#### WORK TASK:
Provide an exact copy of the data, excluding the images.

Start of RECORDS SHOWN

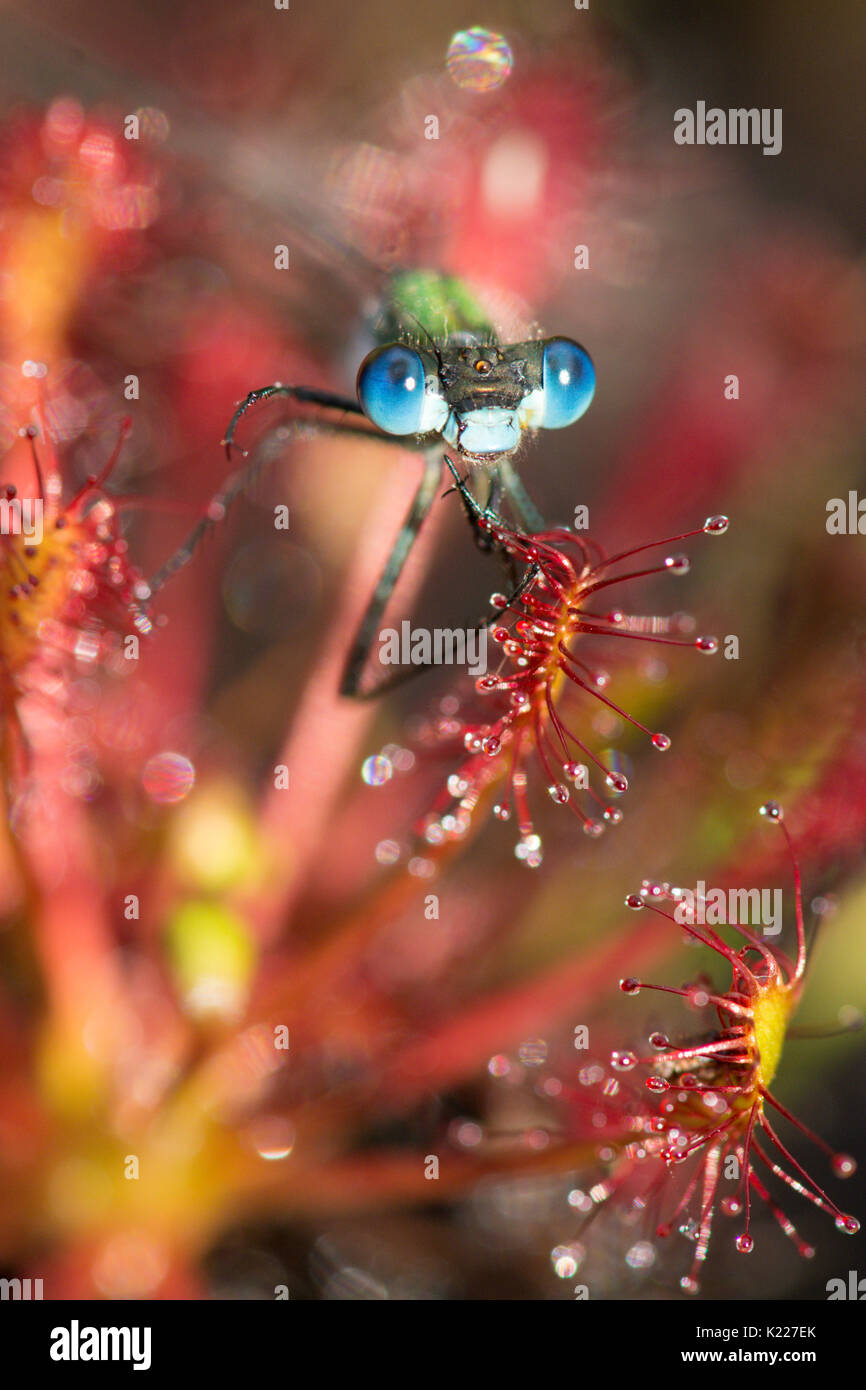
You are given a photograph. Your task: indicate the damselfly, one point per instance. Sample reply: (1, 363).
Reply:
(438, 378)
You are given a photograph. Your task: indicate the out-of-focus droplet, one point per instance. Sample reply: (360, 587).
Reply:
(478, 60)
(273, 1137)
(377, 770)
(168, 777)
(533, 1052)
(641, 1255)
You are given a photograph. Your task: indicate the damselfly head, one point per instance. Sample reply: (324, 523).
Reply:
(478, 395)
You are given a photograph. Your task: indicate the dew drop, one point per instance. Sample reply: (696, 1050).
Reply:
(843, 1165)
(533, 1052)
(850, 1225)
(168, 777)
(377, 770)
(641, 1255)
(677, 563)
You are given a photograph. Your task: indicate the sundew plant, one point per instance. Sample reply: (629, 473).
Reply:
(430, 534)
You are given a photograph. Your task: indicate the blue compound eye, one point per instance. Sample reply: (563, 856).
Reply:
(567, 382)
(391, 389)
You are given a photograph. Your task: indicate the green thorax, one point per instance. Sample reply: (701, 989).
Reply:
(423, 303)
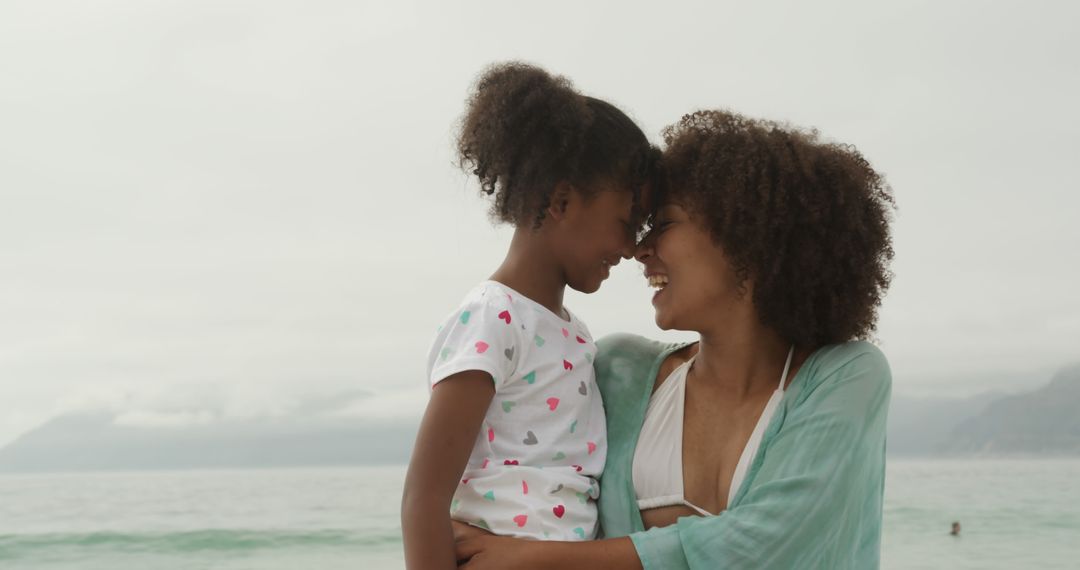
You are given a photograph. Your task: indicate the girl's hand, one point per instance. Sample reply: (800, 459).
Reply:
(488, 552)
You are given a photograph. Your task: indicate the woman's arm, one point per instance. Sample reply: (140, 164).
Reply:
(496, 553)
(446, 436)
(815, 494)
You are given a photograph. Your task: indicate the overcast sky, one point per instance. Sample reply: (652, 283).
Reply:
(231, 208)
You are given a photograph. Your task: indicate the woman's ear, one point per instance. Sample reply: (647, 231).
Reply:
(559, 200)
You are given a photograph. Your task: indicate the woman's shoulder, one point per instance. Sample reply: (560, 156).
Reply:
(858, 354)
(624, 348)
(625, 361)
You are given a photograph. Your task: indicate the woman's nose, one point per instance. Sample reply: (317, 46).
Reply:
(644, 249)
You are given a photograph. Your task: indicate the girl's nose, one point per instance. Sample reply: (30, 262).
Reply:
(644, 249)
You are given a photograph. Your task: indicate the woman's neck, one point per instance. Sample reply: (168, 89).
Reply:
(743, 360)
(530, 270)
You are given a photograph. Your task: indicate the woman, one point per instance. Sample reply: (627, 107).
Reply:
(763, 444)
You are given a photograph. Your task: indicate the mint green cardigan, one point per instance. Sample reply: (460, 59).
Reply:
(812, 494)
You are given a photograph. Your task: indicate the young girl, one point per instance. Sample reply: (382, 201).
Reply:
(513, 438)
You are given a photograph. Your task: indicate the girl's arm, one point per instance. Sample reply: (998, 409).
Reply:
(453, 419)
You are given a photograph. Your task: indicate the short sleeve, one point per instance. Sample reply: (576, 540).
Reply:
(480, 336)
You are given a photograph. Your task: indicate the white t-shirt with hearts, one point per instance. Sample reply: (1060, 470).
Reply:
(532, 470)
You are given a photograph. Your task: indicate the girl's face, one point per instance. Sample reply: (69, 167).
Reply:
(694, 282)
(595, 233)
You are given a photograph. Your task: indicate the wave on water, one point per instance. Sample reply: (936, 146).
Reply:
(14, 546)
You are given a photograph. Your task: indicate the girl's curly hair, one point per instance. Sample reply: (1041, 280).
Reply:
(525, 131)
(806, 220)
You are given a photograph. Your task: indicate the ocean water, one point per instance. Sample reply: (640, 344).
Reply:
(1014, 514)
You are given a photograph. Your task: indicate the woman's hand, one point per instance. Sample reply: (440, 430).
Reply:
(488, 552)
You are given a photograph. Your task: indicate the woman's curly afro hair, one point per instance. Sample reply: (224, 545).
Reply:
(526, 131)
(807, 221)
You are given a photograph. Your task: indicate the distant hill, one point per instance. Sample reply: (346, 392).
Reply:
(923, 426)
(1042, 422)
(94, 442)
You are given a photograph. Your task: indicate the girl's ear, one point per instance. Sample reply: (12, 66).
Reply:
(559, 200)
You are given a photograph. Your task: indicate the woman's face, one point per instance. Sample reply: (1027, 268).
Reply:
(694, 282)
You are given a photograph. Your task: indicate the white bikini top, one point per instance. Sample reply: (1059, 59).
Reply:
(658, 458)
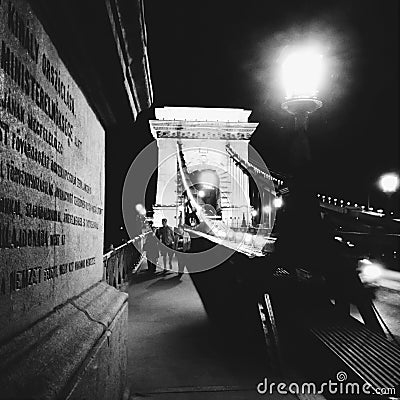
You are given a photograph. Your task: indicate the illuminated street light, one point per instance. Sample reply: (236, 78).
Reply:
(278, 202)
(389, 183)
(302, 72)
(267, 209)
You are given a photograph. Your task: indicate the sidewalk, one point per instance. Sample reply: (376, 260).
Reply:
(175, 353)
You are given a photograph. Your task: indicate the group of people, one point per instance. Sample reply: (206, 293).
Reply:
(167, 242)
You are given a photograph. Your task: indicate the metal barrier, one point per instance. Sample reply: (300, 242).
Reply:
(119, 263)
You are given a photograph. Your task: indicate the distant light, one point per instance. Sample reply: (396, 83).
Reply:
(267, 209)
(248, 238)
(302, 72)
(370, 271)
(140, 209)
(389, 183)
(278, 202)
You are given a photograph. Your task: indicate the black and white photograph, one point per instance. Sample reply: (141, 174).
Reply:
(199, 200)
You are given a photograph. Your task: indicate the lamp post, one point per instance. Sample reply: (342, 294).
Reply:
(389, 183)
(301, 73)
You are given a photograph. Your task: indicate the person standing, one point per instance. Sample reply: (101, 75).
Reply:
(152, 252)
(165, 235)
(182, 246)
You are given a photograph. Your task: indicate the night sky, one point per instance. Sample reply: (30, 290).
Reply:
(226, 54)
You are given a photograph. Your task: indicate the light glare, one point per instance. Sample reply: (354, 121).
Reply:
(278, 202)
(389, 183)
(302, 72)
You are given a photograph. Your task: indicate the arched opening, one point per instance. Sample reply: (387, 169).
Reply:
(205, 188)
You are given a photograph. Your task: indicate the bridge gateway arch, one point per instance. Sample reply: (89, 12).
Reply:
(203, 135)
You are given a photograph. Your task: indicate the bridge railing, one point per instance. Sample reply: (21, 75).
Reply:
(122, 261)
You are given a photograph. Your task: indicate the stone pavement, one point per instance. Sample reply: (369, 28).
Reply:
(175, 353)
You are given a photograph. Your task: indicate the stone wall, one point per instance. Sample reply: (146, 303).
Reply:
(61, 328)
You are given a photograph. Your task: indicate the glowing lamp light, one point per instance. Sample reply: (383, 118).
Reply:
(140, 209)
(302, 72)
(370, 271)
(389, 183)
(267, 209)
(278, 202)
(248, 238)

End of RECORDS SHOWN

#### ANSWER TO THE PROBLEM:
You are given a photograph. Your task: indicate the damselfly, one point per instance. Sample reply: (1, 363).
Reply:
(438, 378)
You are given a photograph. Your task: indicate the out-of-focus droplet, one point per instance. Sample reply: (360, 587).
Reply:
(478, 60)
(273, 1137)
(377, 770)
(168, 777)
(533, 1052)
(641, 1255)
You are given a photograph. Your task: indicate the damselfly head, one point per instance. Sample reply: (324, 523).
Reply:
(478, 395)
You are given a photograph. Your task: indicate the dew drop, one point per instance. Sample reply: (696, 1050).
Reply:
(843, 1165)
(533, 1052)
(850, 1225)
(168, 777)
(377, 770)
(641, 1255)
(677, 563)
You are given a photograph. Your task: indicate the sundew plant, one point per instance. Sample reply: (629, 473).
Reply:
(430, 534)
You are given a photograph. Your task: indicate the blue compound eye, one point per instance. Sample reply: (563, 856).
Reply:
(567, 382)
(391, 389)
You are given a photograph. Your task: indicate the green thorax, one point per instance. Sample reply: (701, 989).
Reply:
(423, 303)
You are given a photograph. Your task: indicate the girl's hand, one point per instance. Sample reply: (800, 459).
Reply:
(488, 552)
You are given a photograph. Your task: indicate the woman's arm, one point per instance. Sample reply: (140, 164).
Reply:
(496, 553)
(446, 436)
(815, 494)
You are given a photograph. Your task: indicate the overcast sky, one point per instance. Sample reply: (652, 283).
Reply:
(231, 208)
You are given a photograph. Your task: indicate the woman's ear, one point per instance. Sample reply: (647, 231).
Reply:
(559, 200)
You are given a photograph. Your task: indicate the woman's shoulder, one point per instance. Sample reply: (560, 156).
Reply:
(858, 354)
(624, 348)
(625, 361)
You are given a photograph. Your task: indicate the woman's nose, one point per instance. Sample reply: (317, 46).
Reply:
(644, 249)
You are given a photograph. Your task: indicate the girl's nose, one point per instance. Sample reply: (30, 262).
Reply:
(644, 249)
You are given a photograph. Your task: indicate the woman's neck, one point per instance. Sample reply: (168, 89).
Reply:
(743, 360)
(530, 270)
You are given a photograph. Your task: indicate the woman, one point per instance. Sample reply: (627, 107).
Reply:
(763, 444)
You are given a photograph. Your task: indicate the mint green cardigan, one point per instance. Sample reply: (460, 59).
Reply:
(812, 494)
You are given a photograph. Your task: indicate the young girl, one point per instance. Sample reply: (382, 201).
Reply:
(513, 438)
You are given a photograph. Your task: indicate the girl's arm, one point per instance. Sample reply: (998, 409).
Reply:
(453, 419)
You are given a photograph. Your task: indicate the short sleeve, one point per instance. Sample reply: (576, 540).
Reply:
(480, 336)
You are given a photograph. Your task: indicate the white t-shirt with hearts, one point per instance. Sample reply: (1060, 470).
Reply:
(532, 470)
You are given a photograph. Your task: indicate the girl's face, one point per instance. Sample reply: (69, 167).
Reply:
(694, 282)
(595, 233)
You are given a photograph. Your task: indicate the wave on water, one point per instance. Sample reply: (936, 146).
Reply:
(14, 546)
You are given a photograph. Your task: indicate the girl's curly hair, one point per instance. Sample reply: (1041, 280).
Reply:
(525, 131)
(806, 220)
You are given a photograph. Your task: indicate the ocean water, one point per instance. Sample reply: (640, 344).
Reply:
(1014, 514)
You are given a photograph. Your task: indicate the woman's hand, one point per instance. Sample reply: (440, 430).
Reply:
(488, 552)
You are given a photograph. Your task: indicate the woman's curly afro hair, one point per instance. Sample reply: (224, 545).
Reply:
(526, 131)
(807, 221)
You are given a photograph. Your task: indicate the distant hill, one point per instance. Sample reply: (346, 392).
Reply:
(923, 426)
(1042, 422)
(94, 442)
You are given a photograph. Your task: indicate the girl's ear, one point per instance. Sample reply: (12, 66).
Reply:
(559, 200)
You are given a photograph. Your task: indicate the woman's face, one point per instance. Sample reply: (1027, 268).
Reply:
(694, 282)
You are given a photograph. Your task: indicate the white bikini top, one point per instance. Sample reply: (1059, 59).
Reply:
(658, 458)
You are given a photograph. Your task: indicate the illuminated street light, one point per instance. Sample reply: (236, 78).
Reply:
(278, 202)
(389, 183)
(302, 72)
(267, 209)
You are given a photograph. Your task: indicate the sidewalk, one point per instance. Sample reply: (376, 260).
Reply:
(175, 353)
You are given a photograph. Your task: indicate the group of people, one point per instance. Sample reply: (206, 293).
Reply:
(167, 242)
You are given a photograph. Your task: indicate the metal barrier, one point per instance. Sample reply: (300, 242).
Reply:
(119, 263)
You are given a photograph. Your task: indicate the distant light, one point per instance. Sample reply: (396, 83).
Reply:
(267, 209)
(248, 238)
(302, 72)
(370, 271)
(140, 209)
(389, 183)
(278, 202)
You are given a photograph. Your task: indicate the black and white photograph, one point per instance. Sample reply: (141, 174).
Reply:
(199, 200)
You are given a photograph. Your task: indicate the lamp post, one point per instance. Sample reply: (342, 294).
Reply:
(389, 183)
(301, 73)
You are given a photograph. Your task: indicate the person standing, one point per instance. Sample reply: (101, 75).
Reply:
(152, 252)
(165, 235)
(182, 246)
You are given a photograph. Your task: indicate the night sky, one point per instance. Sample reply: (30, 290).
Reply:
(226, 54)
You are given a photograph. Your task: indicate the light glare, one point per instance. Sample reply: (354, 121).
Reply:
(278, 202)
(389, 183)
(302, 72)
You are given a photograph. Your task: indicate the arched opening, one point per instance. Sample reply: (387, 169).
Reply:
(205, 188)
You are given a photograph. Your task: indicate the bridge gateway arch, one point per instance. Sample reply: (89, 12).
Reply:
(203, 135)
You are given a photograph. Your task: indicate the bridge railing, one point per instance. Sample reply: (21, 75).
Reply:
(122, 261)
You are given a photograph. Your task: indicate the stone pavement, one point per instance. Sample reply: (369, 28).
Reply:
(175, 353)
You are given a photograph. Your task: indicate the stone wall, one point per instance. Sample reply: (146, 303).
Reply:
(61, 328)
You are given a photograph. Your task: indicate the glowing lamp light, one point per instance. Sample reply: (383, 118).
Reply:
(140, 209)
(302, 72)
(370, 271)
(389, 183)
(267, 209)
(278, 202)
(248, 238)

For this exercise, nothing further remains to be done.